> **What the task requires**:
Print all entries precisely as they are written.

> **Data shown**:

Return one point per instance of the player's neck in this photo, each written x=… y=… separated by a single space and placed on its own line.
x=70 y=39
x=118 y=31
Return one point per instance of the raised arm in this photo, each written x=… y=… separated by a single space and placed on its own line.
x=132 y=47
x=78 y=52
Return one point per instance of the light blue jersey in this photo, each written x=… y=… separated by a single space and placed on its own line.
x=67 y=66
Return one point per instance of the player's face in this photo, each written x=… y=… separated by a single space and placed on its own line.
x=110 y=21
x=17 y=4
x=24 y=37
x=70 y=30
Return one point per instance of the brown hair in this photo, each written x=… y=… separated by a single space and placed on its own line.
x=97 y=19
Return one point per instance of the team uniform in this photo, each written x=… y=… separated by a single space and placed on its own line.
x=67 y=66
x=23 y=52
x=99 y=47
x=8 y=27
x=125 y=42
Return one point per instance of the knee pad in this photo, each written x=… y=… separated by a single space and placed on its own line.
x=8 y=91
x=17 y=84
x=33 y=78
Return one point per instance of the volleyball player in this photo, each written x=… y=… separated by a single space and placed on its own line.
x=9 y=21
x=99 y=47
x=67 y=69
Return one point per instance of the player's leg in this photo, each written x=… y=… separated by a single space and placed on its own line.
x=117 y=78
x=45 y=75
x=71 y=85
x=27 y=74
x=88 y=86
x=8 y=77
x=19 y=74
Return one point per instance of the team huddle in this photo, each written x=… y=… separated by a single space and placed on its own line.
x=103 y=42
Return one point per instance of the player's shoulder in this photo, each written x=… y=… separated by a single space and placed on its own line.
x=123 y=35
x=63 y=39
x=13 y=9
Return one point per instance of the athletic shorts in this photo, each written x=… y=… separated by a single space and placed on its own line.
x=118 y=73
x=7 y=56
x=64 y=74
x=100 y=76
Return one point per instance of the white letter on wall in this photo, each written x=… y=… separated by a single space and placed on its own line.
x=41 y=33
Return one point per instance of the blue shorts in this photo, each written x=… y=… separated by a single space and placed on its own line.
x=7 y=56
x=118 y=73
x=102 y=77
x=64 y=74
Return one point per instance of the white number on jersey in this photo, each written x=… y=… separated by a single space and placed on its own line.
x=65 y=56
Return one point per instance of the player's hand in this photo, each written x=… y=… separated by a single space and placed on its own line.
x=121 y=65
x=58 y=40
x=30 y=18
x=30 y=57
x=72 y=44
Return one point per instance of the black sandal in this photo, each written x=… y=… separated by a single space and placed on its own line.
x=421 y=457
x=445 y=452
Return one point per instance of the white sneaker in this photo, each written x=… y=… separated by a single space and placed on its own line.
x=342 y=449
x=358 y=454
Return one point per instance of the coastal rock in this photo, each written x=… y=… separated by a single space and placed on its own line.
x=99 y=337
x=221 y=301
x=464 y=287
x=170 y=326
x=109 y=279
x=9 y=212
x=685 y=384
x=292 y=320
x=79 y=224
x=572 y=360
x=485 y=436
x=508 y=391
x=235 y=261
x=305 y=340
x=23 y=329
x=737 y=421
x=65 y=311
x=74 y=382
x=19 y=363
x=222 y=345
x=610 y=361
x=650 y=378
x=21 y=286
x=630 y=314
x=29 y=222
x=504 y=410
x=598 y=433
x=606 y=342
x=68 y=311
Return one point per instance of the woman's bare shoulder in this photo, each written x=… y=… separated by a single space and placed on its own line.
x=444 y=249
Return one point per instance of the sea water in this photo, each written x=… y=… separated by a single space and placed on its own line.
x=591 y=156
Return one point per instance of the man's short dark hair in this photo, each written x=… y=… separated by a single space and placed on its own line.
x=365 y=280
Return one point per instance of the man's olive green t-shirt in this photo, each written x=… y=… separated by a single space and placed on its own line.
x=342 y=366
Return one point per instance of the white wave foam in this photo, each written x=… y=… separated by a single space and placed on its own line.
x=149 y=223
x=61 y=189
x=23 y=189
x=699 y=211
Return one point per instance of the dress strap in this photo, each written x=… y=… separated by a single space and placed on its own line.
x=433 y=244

> **Task solution**:
Return one point per instance of the player's neck in this photo, each written x=… y=… separated by a single space and placed on its own line.
x=70 y=39
x=118 y=31
Return one point per instance of the raised arm in this photo, each written x=… y=… separated by a single space and placed on its own line.
x=132 y=47
x=78 y=52
Return one point per instance of the light blue jersey in this photo, each written x=… y=… separated by a single space and placed on its own line.
x=67 y=66
Return one point per instance of the player's face in this photo, each written x=… y=… separated by a single space and placed on its own line.
x=110 y=21
x=17 y=4
x=24 y=37
x=70 y=30
Return one point per instance of the brown hair in this photo, each written x=… y=… separated by a single space and placed on its own line.
x=97 y=19
Return one point per instance of the team uniform in this photo, each written x=… y=… separated by a single space and placed on its own line.
x=67 y=66
x=23 y=52
x=99 y=47
x=8 y=27
x=125 y=42
Return one point per instance of the knee pad in this photo, each written x=… y=… separated by a single space and placed on its own line.
x=8 y=91
x=17 y=84
x=33 y=78
Return one point per instance of the volleyball player in this photo, each written x=… y=… separated by a single space and placed on its own line.
x=9 y=21
x=99 y=47
x=67 y=69
Return one point per instance of the player's leg in this photo, each written x=… y=… separated by a single space and placed on its own line.
x=117 y=78
x=45 y=75
x=71 y=85
x=27 y=74
x=88 y=86
x=8 y=77
x=19 y=74
Return one point per instance of the team huddle in this photo, each written x=… y=… separated by a single space and placed on its own line.
x=103 y=42
Return one point per instance of the player's shoulder in this photo, each written x=… y=… separated by a single space and placed on its own line.
x=123 y=35
x=63 y=39
x=13 y=9
Return one point per instance of the athletic shorts in this photo, each written x=… y=… separated by a single space and placed on its own line.
x=118 y=73
x=7 y=56
x=64 y=74
x=100 y=76
Return one point per instance of the white letter on wall in this photo, each written x=… y=… separated by a single space and placed on its own line.
x=41 y=33
Return one point per instance of the blue shorts in this photo, each written x=… y=… separated by a single space and placed on its own line.
x=7 y=56
x=118 y=73
x=102 y=77
x=64 y=74
Return one point per instance of the white number on jersey in this photo, each written x=… y=… separated by a single space and placed on its own line.
x=65 y=56
Return one point per instance of the player's hand in this photo, each written x=… y=… separated by a single space and placed on its own line.
x=121 y=65
x=58 y=40
x=30 y=18
x=30 y=57
x=72 y=44
Return one point per instance of the black sandal in this photo, each written x=… y=… separated by a single space and placed on its own line.
x=421 y=457
x=445 y=452
Return one point per instance of the white sneaker in this photo, each written x=… y=… separated by a single space and placed on its own line.
x=342 y=449
x=358 y=454
Return one point per instance of the coastal rock in this photo, each written x=… y=… separated by a single space and placed on its own line.
x=99 y=337
x=221 y=301
x=464 y=287
x=170 y=326
x=109 y=279
x=9 y=212
x=685 y=384
x=292 y=320
x=79 y=224
x=572 y=360
x=485 y=436
x=508 y=391
x=235 y=261
x=305 y=340
x=23 y=329
x=737 y=421
x=65 y=311
x=74 y=382
x=19 y=363
x=222 y=345
x=610 y=361
x=650 y=378
x=21 y=286
x=630 y=314
x=29 y=222
x=504 y=410
x=598 y=433
x=606 y=342
x=68 y=311
Return one point per instance of the woman's bare shoulder in this photo, each written x=… y=… separated by a single space and placed on its own line.
x=444 y=249
Return one point per instance of the sea water in this photo, each written x=… y=… separated by a single space and placed on its own line.
x=591 y=156
Return one point per instance of the man's short dark hair in this photo, each written x=… y=… separated by a single space and placed on its own line.
x=365 y=280
Return one point per instance of the man's olive green t-shirt in this photo, each written x=… y=… separated by a single space and placed on its own line.
x=342 y=366
Return one point per instance of the white wave foam in this photo, each written x=… y=… separated by a single space and placed on its own line.
x=149 y=223
x=61 y=189
x=23 y=189
x=699 y=211
Return one point per instance of the dress strap in this photo, each written x=… y=… separated by a single space and placed on its own line.
x=433 y=244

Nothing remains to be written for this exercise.